(The data)
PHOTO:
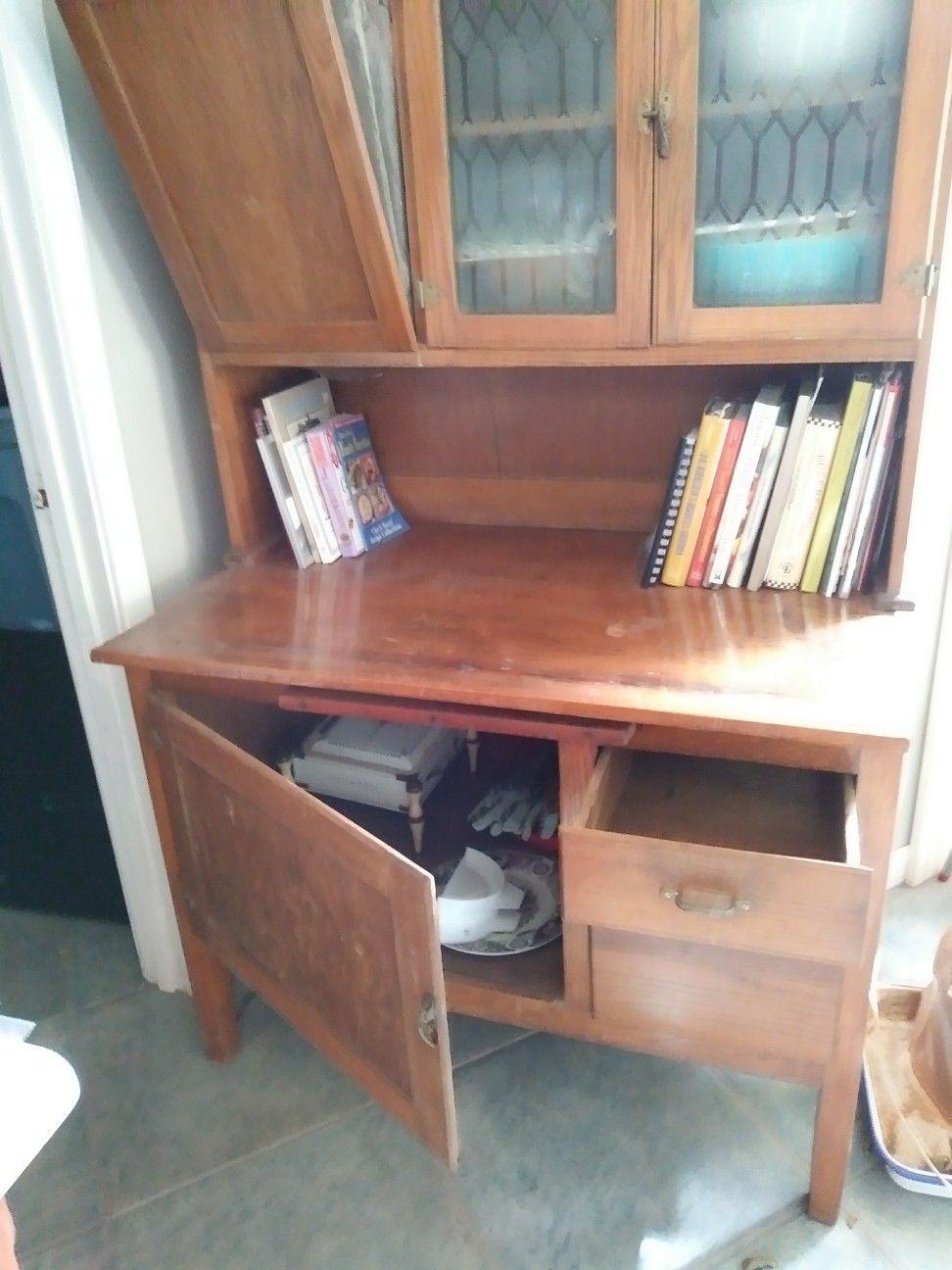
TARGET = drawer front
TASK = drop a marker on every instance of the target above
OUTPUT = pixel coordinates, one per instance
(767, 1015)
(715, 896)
(End The data)
Exercise description: Could every entry above be printed again exactly, images excluded?

Task result:
PHOTO:
TARGET = drawer front
TASK = drop a marker on every instance of the target above
OUTPUT = pixel coordinates, one per instance
(767, 1015)
(715, 896)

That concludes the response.